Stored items
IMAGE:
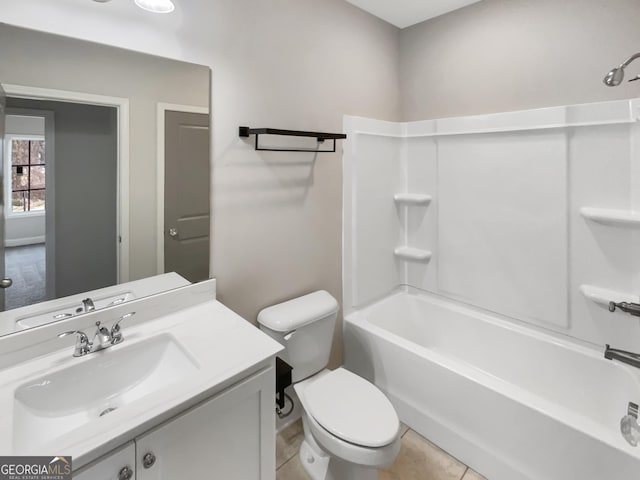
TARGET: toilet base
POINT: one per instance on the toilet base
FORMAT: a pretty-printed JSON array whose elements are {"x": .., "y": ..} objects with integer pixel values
[{"x": 321, "y": 466}]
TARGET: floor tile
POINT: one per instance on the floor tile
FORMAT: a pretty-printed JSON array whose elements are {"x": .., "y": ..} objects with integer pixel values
[
  {"x": 292, "y": 470},
  {"x": 471, "y": 475},
  {"x": 288, "y": 442},
  {"x": 421, "y": 460}
]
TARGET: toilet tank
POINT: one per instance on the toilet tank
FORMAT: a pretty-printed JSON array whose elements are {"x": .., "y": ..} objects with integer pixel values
[{"x": 304, "y": 326}]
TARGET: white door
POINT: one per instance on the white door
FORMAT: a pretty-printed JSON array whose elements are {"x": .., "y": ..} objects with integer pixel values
[
  {"x": 4, "y": 282},
  {"x": 119, "y": 465}
]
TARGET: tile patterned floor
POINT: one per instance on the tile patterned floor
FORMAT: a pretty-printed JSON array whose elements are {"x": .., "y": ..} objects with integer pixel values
[{"x": 419, "y": 459}]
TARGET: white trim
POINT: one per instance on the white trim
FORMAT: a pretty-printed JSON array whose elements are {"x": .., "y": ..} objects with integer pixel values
[
  {"x": 617, "y": 112},
  {"x": 122, "y": 106},
  {"x": 19, "y": 242},
  {"x": 162, "y": 108}
]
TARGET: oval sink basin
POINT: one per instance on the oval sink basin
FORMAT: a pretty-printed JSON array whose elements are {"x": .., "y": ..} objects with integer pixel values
[{"x": 54, "y": 404}]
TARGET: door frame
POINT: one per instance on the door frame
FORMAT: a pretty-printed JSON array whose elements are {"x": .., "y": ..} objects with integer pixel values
[
  {"x": 162, "y": 108},
  {"x": 121, "y": 105}
]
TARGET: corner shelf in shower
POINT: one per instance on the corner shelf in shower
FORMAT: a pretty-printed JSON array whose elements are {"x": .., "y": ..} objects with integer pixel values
[
  {"x": 623, "y": 218},
  {"x": 412, "y": 199},
  {"x": 602, "y": 296},
  {"x": 412, "y": 254}
]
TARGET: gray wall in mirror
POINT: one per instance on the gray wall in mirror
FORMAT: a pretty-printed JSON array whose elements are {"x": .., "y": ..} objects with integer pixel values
[
  {"x": 85, "y": 171},
  {"x": 35, "y": 59}
]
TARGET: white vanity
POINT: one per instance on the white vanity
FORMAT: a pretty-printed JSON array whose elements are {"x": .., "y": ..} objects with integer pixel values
[{"x": 189, "y": 392}]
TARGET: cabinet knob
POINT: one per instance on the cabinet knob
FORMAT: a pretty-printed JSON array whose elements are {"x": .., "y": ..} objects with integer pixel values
[
  {"x": 125, "y": 474},
  {"x": 148, "y": 460}
]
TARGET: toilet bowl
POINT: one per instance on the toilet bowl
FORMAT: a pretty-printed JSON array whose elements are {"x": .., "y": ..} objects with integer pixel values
[{"x": 351, "y": 429}]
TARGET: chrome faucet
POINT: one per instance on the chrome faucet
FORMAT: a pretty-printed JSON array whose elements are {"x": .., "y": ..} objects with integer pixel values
[
  {"x": 629, "y": 358},
  {"x": 87, "y": 305},
  {"x": 103, "y": 338},
  {"x": 615, "y": 76},
  {"x": 629, "y": 426}
]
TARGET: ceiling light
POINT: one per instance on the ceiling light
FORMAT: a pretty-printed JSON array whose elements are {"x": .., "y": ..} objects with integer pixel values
[{"x": 156, "y": 6}]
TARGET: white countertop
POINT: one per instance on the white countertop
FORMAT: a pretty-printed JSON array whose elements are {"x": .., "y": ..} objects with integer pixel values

__Task prompt__.
What you return must match the lines from the top of the data through the line with "POINT: one per instance on the white door" exactly, with the pictures removed.

__Answer section__.
IMAGE:
TARGET: toilet base
POINT: one per instance on the toilet base
FORMAT: a pretty-printed JSON array whose elements are {"x": .., "y": ..} objects with integer pixel values
[{"x": 321, "y": 466}]
TARGET: floor tile
POINT: one per instance on the floor tile
FORMAT: a pretty-printed JSON array whose elements are {"x": .., "y": ..} objects with integer pixel values
[
  {"x": 292, "y": 470},
  {"x": 471, "y": 475},
  {"x": 288, "y": 442},
  {"x": 421, "y": 460}
]
TARGET: toilet tank
POINT: one per instance on the toilet tank
FORMAT: a pretty-printed JSON array whose elements are {"x": .., "y": ..} objects with integer pixel values
[{"x": 304, "y": 326}]
TARGET: white door
POINT: one per instance on the white door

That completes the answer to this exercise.